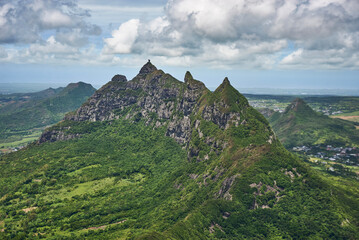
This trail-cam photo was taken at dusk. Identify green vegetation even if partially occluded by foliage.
[0,105,359,239]
[0,62,359,239]
[269,99,359,148]
[0,82,95,148]
[245,94,359,115]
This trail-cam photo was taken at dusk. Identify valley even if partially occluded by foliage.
[0,62,359,239]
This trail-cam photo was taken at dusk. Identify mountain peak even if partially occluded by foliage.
[284,98,314,113]
[214,77,249,112]
[222,77,231,85]
[184,71,193,83]
[139,59,157,75]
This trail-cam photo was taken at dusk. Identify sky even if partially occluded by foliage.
[0,0,359,92]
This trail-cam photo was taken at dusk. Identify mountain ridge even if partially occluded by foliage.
[0,62,359,239]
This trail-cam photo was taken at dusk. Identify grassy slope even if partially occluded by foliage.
[269,98,359,147]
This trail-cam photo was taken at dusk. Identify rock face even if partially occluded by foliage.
[40,61,256,149]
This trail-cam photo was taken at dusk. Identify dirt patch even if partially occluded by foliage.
[21,207,37,213]
[83,219,127,230]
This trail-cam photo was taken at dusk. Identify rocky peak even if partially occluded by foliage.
[284,98,314,113]
[42,61,262,152]
[139,60,157,75]
[111,74,127,82]
[214,77,249,112]
[184,71,207,90]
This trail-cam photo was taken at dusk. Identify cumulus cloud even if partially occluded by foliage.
[100,0,359,68]
[0,0,101,43]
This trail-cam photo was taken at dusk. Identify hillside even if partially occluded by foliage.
[0,82,96,147]
[0,62,359,239]
[269,98,359,148]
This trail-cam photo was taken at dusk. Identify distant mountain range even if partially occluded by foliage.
[270,98,359,148]
[0,62,359,239]
[0,82,96,143]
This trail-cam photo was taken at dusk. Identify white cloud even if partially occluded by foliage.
[281,48,303,64]
[104,19,140,53]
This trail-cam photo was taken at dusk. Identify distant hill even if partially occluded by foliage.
[269,98,359,147]
[0,61,359,240]
[0,82,96,143]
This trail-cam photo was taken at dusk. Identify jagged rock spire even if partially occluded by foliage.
[139,59,157,75]
[111,74,127,82]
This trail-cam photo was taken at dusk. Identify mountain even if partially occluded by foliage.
[269,98,359,147]
[0,82,96,146]
[0,62,359,239]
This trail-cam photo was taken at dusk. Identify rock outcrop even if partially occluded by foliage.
[40,61,253,149]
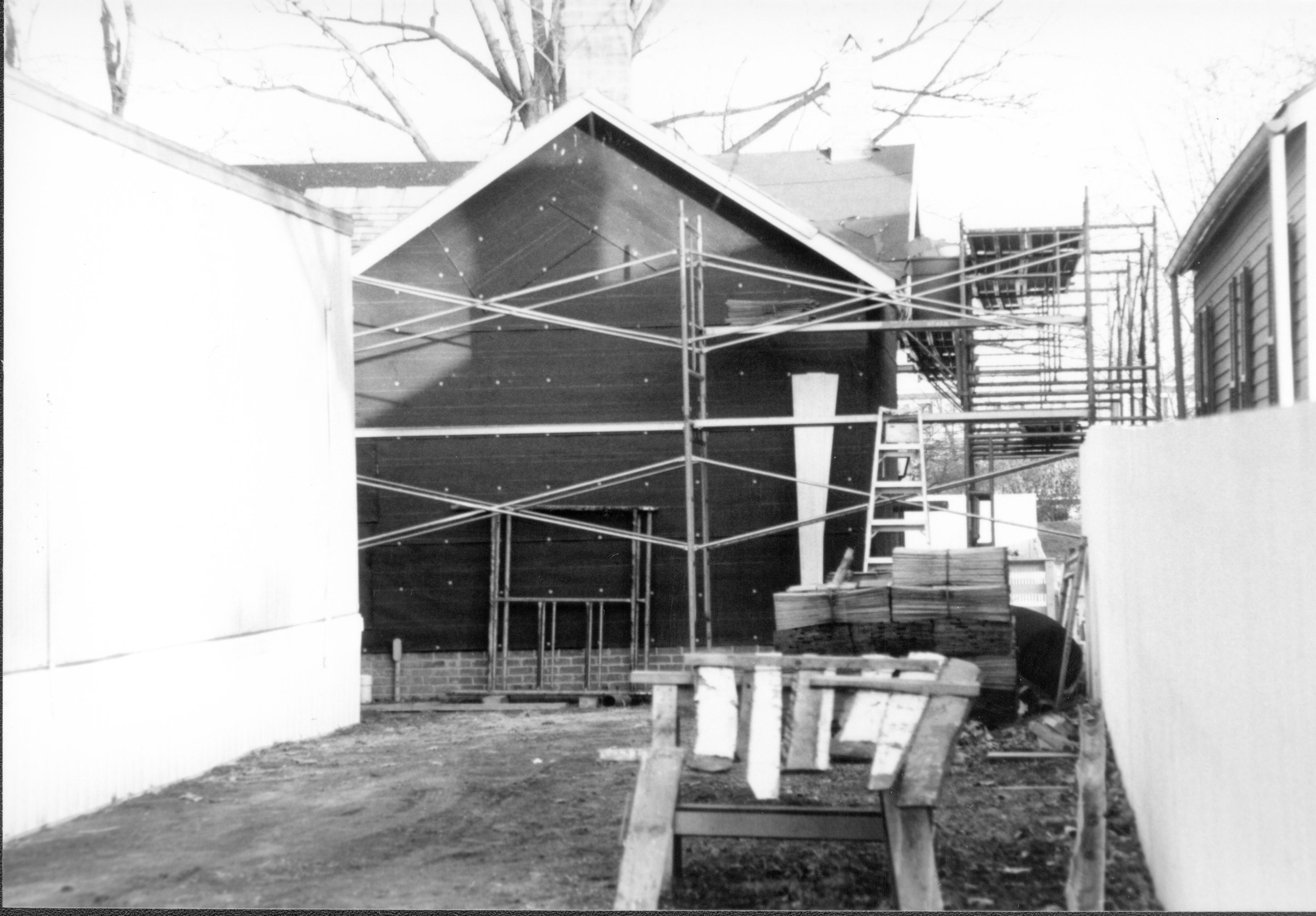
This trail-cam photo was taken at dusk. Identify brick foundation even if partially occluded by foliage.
[361,646,758,703]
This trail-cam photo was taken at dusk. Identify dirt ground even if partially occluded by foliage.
[3,707,1157,910]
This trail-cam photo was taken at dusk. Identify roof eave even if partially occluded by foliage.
[351,92,895,292]
[1166,125,1270,275]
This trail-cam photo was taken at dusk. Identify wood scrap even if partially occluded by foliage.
[745,665,782,802]
[694,666,738,759]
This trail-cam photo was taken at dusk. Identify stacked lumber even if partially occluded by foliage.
[726,299,817,325]
[929,617,1015,658]
[832,586,891,624]
[773,582,891,630]
[850,620,946,655]
[891,547,1009,623]
[967,655,1015,696]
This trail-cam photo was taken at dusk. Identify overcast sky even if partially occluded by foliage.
[11,0,1316,235]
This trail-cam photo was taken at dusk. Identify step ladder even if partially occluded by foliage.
[862,407,930,573]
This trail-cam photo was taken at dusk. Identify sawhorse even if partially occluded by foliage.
[613,653,978,910]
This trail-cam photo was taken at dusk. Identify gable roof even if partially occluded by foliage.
[1166,82,1316,275]
[712,145,919,261]
[351,92,895,291]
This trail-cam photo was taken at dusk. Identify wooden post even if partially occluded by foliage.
[882,792,943,911]
[612,747,686,910]
[1065,700,1106,910]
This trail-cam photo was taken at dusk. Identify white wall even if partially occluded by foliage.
[1080,403,1316,911]
[4,72,361,837]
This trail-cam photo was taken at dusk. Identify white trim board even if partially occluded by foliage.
[351,92,896,292]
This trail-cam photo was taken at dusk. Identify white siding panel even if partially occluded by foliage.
[4,615,361,840]
[1080,403,1316,912]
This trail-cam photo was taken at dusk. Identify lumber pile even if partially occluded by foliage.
[891,547,1009,623]
[726,299,817,325]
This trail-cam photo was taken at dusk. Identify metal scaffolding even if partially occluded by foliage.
[355,204,1161,674]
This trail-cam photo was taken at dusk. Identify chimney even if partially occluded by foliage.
[828,34,873,162]
[562,0,630,108]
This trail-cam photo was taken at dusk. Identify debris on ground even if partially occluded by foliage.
[4,707,1157,910]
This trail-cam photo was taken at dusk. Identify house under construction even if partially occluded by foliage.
[255,93,1161,695]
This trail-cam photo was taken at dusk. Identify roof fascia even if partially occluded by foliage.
[351,91,895,291]
[1166,124,1270,275]
[1166,83,1316,275]
[351,99,591,275]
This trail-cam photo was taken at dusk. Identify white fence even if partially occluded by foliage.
[4,72,361,837]
[1082,403,1316,911]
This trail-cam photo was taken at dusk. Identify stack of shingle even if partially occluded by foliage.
[891,547,1009,621]
[891,547,1015,692]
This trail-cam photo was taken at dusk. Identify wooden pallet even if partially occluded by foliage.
[613,652,978,910]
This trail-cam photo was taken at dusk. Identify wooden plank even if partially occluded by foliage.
[882,792,942,912]
[811,674,980,696]
[694,667,737,759]
[599,747,649,763]
[869,653,946,792]
[895,658,978,808]
[371,703,567,712]
[1065,702,1106,910]
[786,660,836,770]
[630,671,695,687]
[987,750,1077,761]
[679,652,941,675]
[837,658,892,742]
[675,804,887,842]
[745,665,782,802]
[612,747,686,910]
[651,684,680,747]
[736,671,754,761]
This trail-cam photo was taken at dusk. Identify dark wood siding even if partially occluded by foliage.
[355,124,895,650]
[1287,125,1311,400]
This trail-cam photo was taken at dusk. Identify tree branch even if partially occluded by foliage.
[723,83,832,153]
[289,0,438,162]
[4,0,22,70]
[630,0,671,56]
[220,76,411,134]
[99,0,137,117]
[493,0,534,99]
[871,0,974,63]
[873,1,1000,145]
[653,67,831,129]
[325,16,507,95]
[470,0,524,105]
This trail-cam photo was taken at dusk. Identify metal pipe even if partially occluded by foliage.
[353,262,676,342]
[1170,274,1188,420]
[1267,120,1295,407]
[487,516,503,690]
[679,200,697,652]
[584,602,593,690]
[1084,195,1096,423]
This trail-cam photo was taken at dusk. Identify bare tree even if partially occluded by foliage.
[4,0,22,70]
[656,0,1027,153]
[225,0,670,161]
[98,0,137,117]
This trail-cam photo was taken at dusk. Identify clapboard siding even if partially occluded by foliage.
[1194,176,1270,413]
[1287,125,1311,399]
[355,119,895,650]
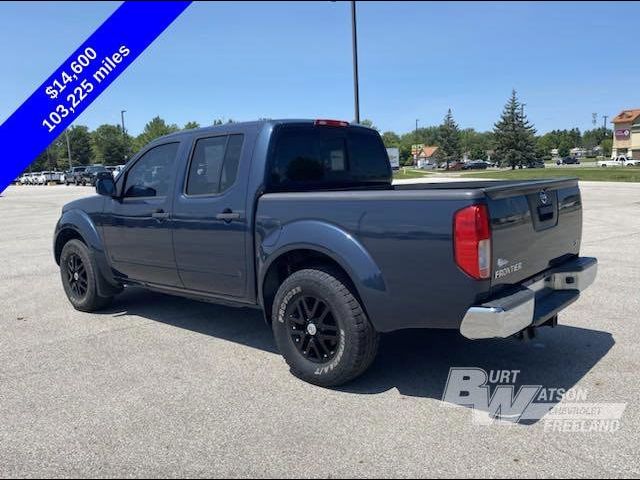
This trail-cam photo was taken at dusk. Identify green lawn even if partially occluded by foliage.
[462,167,640,182]
[393,167,431,180]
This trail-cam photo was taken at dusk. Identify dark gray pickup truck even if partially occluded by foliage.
[54,120,597,386]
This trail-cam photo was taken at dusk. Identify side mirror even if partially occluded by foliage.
[96,172,116,197]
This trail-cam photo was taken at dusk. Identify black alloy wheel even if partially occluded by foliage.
[66,253,89,300]
[285,295,340,364]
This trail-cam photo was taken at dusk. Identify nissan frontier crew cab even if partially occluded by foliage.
[54,120,597,386]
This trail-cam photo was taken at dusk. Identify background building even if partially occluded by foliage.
[611,108,640,160]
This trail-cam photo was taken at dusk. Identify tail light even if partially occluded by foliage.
[313,120,349,127]
[453,205,491,280]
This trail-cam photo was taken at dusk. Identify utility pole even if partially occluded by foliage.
[64,128,73,170]
[120,110,127,163]
[600,115,609,158]
[411,118,419,165]
[351,0,360,123]
[120,110,127,137]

DO THIS
Put every line of the records above into a Markdown table with two columns, Row and Line, skipping blank lines. Leave the pictures out.

WRITTEN REPLY
| Row | Line |
|---|---|
| 1 | This trail-cam photo was taken at dusk. Identify green vegetation even if partially occluded by foliage. |
| 2 | [0,105,359,239] |
| 3 | [0,62,359,239] |
| 4 | [269,99,359,148] |
| 5 | [0,82,95,148] |
| 6 | [245,94,359,115] |
| 7 | This trail-cam photo was taken at dusk. Identify valley even if partially occluded by foliage. |
| 8 | [0,62,359,239] |
| 9 | This trail-cam photo was taken at dusk. Identify mountain peak even if partially occluded by foliage. |
| 10 | [284,98,314,113] |
| 11 | [214,77,249,112] |
| 12 | [222,77,231,85] |
| 13 | [184,71,193,83] |
| 14 | [139,59,157,75] |
| 15 | This trail-cam photo was taken at dusk. Identify sky even if partially occluded by foliage. |
| 16 | [0,0,359,92] |
| 17 | This trail-cam photo was taken at dusk. Identify mountain ridge even if partially occluded by foliage. |
| 18 | [0,62,359,239] |
| 19 | This trail-cam photo was taken at dusk. Identify grassy slope even if partially occluded by foliage. |
| 20 | [269,98,359,147] |
| 21 | This trail-cam photo was taken at dusk. Identify rock face even if partially occluded by foliage. |
| 22 | [40,61,256,149] |
| 23 | This trail-cam photo was taken at dusk. Identify dirt patch even if partially occluded by foliage. |
| 24 | [21,207,37,213] |
| 25 | [83,219,127,230] |
| 26 | This trail-cam photo was taken at dusk. Identify rocky peak even if partially occluded by foliage. |
| 27 | [284,98,314,113] |
| 28 | [42,61,262,152] |
| 29 | [139,60,157,75] |
| 30 | [111,74,127,82] |
| 31 | [214,77,249,112] |
| 32 | [184,71,207,90] |
| 33 | This trail-cam photo was taken at dusk. Identify cumulus cloud even if partially occluded by foliage. |
| 34 | [100,0,359,68] |
| 35 | [0,0,101,43] |
| 36 | This trail-cam photo was taken at dusk. Identify hillside even if partially occluded by foliage. |
| 37 | [0,82,96,147] |
| 38 | [0,62,359,239] |
| 39 | [269,98,359,148] |
| 40 | This trail-cam photo was taken at dusk. Identify distant mountain range even if partially occluded by foliage. |
| 41 | [270,98,359,148] |
| 42 | [0,62,359,239] |
| 43 | [0,82,96,143] |
| 44 | This trail-cam photo was taken at dusk. Identify white cloud even if partially occluded by foliage. |
| 45 | [281,48,303,64] |
| 46 | [104,19,140,53] |
| 47 | This trail-cam photo was taken at dusk. Identify distant hill even if partially occluded by foliage. |
| 48 | [269,98,359,147] |
| 49 | [0,61,359,240] |
| 50 | [0,82,96,143] |
| 51 | This trail-cam photo was taken at dusk. Identify jagged rock spire even if partially occluded by foliage. |
| 52 | [139,59,157,75] |
| 53 | [111,74,127,82] |
| 54 | This trail-cam photo was taken at dusk. Identify mountain even if partially occluded by foliage. |
| 55 | [269,98,359,147] |
| 56 | [0,82,96,146] |
| 57 | [0,62,359,239] |
| 58 | This trail-cam photo was taken at dusk. Identify rock outcrop even if partially occluded by foliage. |
| 59 | [40,61,253,149] |
| 60 | This trail-cam photo was taken at dusk. Identify brick foundation even if partially occluded by foliage. |
| 61 | [361,646,758,703] |
| 62 | This trail-cam photo was taken at dusk. Identify dirt ground even if partially occluded by foliage. |
| 63 | [3,707,1157,910] |
| 64 | This trail-cam photo was taken at dusk. Identify roof eave even if partially occluded by foliage. |
| 65 | [351,92,895,292] |
| 66 | [1166,125,1270,275] |
| 67 | This trail-cam photo was taken at dusk. Identify wood scrap even if partially occluded by foliage. |
| 68 | [745,665,782,802] |
| 69 | [694,666,738,759] |
| 70 | This trail-cam photo was taken at dusk. Identify stacked lumber even if partially occluded by foliage. |
| 71 | [726,299,817,325] |
| 72 | [929,617,1015,658] |
| 73 | [832,586,891,624] |
| 74 | [773,582,891,630] |
| 75 | [850,620,946,655] |
| 76 | [891,547,1009,623] |
| 77 | [967,655,1015,696] |
| 78 | This trail-cam photo was taken at dusk. Identify overcast sky even if partially occluded by foliage. |
| 79 | [11,0,1316,235] |
| 80 | This trail-cam photo was taken at dusk. Identify step ladder even if partially occluded by foliage. |
| 81 | [862,407,930,573] |
| 82 | This trail-cam photo was taken at dusk. Identify sawhorse even if partially occluded by foliage. |
| 83 | [613,653,978,910] |
| 84 | This trail-cam photo was taken at dusk. Identify gable roof even if partially occluded by foliage. |
| 85 | [1166,82,1316,275] |
| 86 | [712,145,919,261] |
| 87 | [351,92,895,291] |
| 88 | This trail-cam photo was taken at dusk. Identify wooden post even if partially occluded by foliage. |
| 89 | [882,792,943,911] |
| 90 | [612,747,686,910] |
| 91 | [1065,700,1106,910] |
| 92 | This trail-cam photo was taken at dusk. Identify white wall even if partially occluded by foliage. |
| 93 | [1080,403,1316,911] |
| 94 | [4,72,361,837] |
| 95 | This trail-cam photo was taken at dusk. Identify white trim board even if partially occluded by foliage. |
| 96 | [351,92,896,292] |
| 97 | This trail-cam photo was taken at dusk. Identify white siding panel even if partially occluded by foliage. |
| 98 | [4,615,361,840] |
| 99 | [1080,403,1316,912] |
| 100 | This trail-cam photo was taken at dusk. Identify lumber pile even if partially occluded by foliage. |
| 101 | [891,547,1009,623] |
| 102 | [726,299,817,325] |
| 103 | This trail-cam photo was taken at dusk. Identify metal scaffolding even if partially occluded by foliage. |
| 104 | [355,204,1161,674] |
| 105 | This trail-cam photo was taken at dusk. Identify chimney even if partially occluded by foliage. |
| 106 | [828,34,873,162] |
| 107 | [562,0,630,108] |
| 108 | This trail-cam photo was taken at dusk. Identify debris on ground even if partially occluded by foliage. |
| 109 | [4,707,1157,910] |
| 110 | This trail-cam photo was taken at dusk. Identify house under construction even if partially occluded by foliage. |
| 111 | [255,93,1161,695] |
| 112 | This trail-cam photo was taken at dusk. Identify roof fascia even if partially occluded by foliage. |
| 113 | [351,91,895,291] |
| 114 | [1166,124,1270,275] |
| 115 | [1166,83,1316,275] |
| 116 | [351,99,591,275] |
| 117 | This trail-cam photo was taken at dusk. Identify white fence even if partially occluded by foliage. |
| 118 | [4,72,361,837] |
| 119 | [1082,403,1316,911] |
| 120 | This trail-cam photo was taken at dusk. Identify stack of shingle even if partially occluded by foliage. |
| 121 | [891,547,1009,621] |
| 122 | [891,547,1015,692] |
| 123 | This trail-cam photo was taken at dusk. Identify wooden pallet even if partially occluded by foliage. |
| 124 | [613,652,978,910] |
| 125 | This trail-cam photo was taken at dusk. Identify wooden plank even if partially occluded by foliage. |
| 126 | [882,792,942,912] |
| 127 | [811,674,980,696] |
| 128 | [694,667,737,759] |
| 129 | [599,747,649,763] |
| 130 | [869,653,946,792] |
| 131 | [895,658,978,808] |
| 132 | [371,703,567,712] |
| 133 | [1065,702,1106,910] |
| 134 | [786,660,836,770] |
| 135 | [630,671,695,687] |
| 136 | [987,750,1077,761] |
| 137 | [679,652,941,675] |
| 138 | [837,658,892,742] |
| 139 | [675,804,887,842] |
| 140 | [745,665,782,802] |
| 141 | [612,747,686,910] |
| 142 | [651,684,680,747] |
| 143 | [736,671,754,761] |
| 144 | This trail-cam photo was taken at dusk. Identify dark wood siding even if partially occluded by foliage. |
| 145 | [355,124,895,650] |
| 146 | [1287,125,1311,400] |
| 147 | This trail-cam photo was taken at dusk. Identify tree branch even if partially occluded by foliage. |
| 148 | [723,83,832,153] |
| 149 | [289,0,438,162] |
| 150 | [4,0,22,70] |
| 151 | [630,0,671,56] |
| 152 | [220,76,411,134] |
| 153 | [99,0,137,117] |
| 154 | [493,0,534,99] |
| 155 | [871,0,974,63] |
| 156 | [873,1,1000,145] |
| 157 | [653,67,831,129] |
| 158 | [325,16,507,95] |
| 159 | [470,0,524,105] |
| 160 | This trail-cam photo was taken at dusk. Identify metal pipe even if partially occluded by foliage. |
| 161 | [353,262,676,342] |
| 162 | [1170,274,1188,420] |
| 163 | [1267,120,1295,407] |
| 164 | [487,516,503,690] |
| 165 | [679,200,697,652] |
| 166 | [584,602,593,690] |
| 167 | [1084,195,1096,423] |
| 168 | This trail-cam photo was taken at dusk. Identify bare tree even if partially occluded by foliage. |
| 169 | [4,0,22,70] |
| 170 | [656,0,1027,153] |
| 171 | [225,0,670,161] |
| 172 | [98,0,137,117] |
| 173 | This trail-cam photo was taken at dusk. Identify clapboard siding even if partially occluded by foliage. |
| 174 | [1194,176,1270,413] |
| 175 | [1287,125,1311,399] |
| 176 | [355,119,895,650] |
| 177 | This trail-cam photo was taken at dusk. Identify green lawn even if partially occluded by foliage. |
| 178 | [462,167,640,182] |
| 179 | [393,167,431,180] |
| 180 | This trail-cam photo was taken at dusk. Identify dark gray pickup truck even if partially occluded by foliage. |
| 181 | [54,120,597,386] |
| 182 | This trail-cam photo was taken at dusk. Identify side mirror even if partially occluded by foliage. |
| 183 | [96,172,116,197] |
| 184 | This trail-cam photo was taken at dusk. Identify black alloy wheel even if partially occluded by foliage. |
| 185 | [66,253,89,300] |
| 186 | [285,295,340,364] |
| 187 | This trail-cam photo was taken at dusk. Identify nissan frontier crew cab even if partially occluded by foliage. |
| 188 | [54,120,597,386] |
| 189 | This trail-cam photo was taken at dusk. Identify background building even if partially occluded by foliage. |
| 190 | [611,108,640,160] |
| 191 | This trail-cam photo was taken at dusk. Identify tail light even if partially occluded by foliage. |
| 192 | [313,120,349,127] |
| 193 | [453,205,491,280] |
| 194 | This trail-cam photo was taken at dusk. Identify utility pole even if partially occluded by foliage. |
| 195 | [64,128,73,170] |
| 196 | [120,110,127,163] |
| 197 | [600,115,609,158] |
| 198 | [411,118,419,165] |
| 199 | [351,0,360,123] |
| 200 | [120,110,127,137] |